* [Given problem]: Reproduce each of the following lines without any alteration.

* [Records]:
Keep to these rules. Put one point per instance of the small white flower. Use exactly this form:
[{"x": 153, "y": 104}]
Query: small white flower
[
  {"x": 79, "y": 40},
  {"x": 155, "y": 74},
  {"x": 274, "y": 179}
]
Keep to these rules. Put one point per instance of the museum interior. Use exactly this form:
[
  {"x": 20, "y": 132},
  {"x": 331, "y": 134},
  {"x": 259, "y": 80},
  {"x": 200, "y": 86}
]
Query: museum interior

* [Task answer]:
Keep to these rules. Put one point per instance of the small white flower. Use exactly this form:
[{"x": 153, "y": 104}]
Query: small white flower
[
  {"x": 79, "y": 40},
  {"x": 155, "y": 74},
  {"x": 274, "y": 179}
]
Keep to these rules. Put one point per instance of the museum interior. Use exactly this form:
[
  {"x": 20, "y": 132},
  {"x": 331, "y": 134},
  {"x": 259, "y": 80},
  {"x": 200, "y": 86}
]
Query: museum interior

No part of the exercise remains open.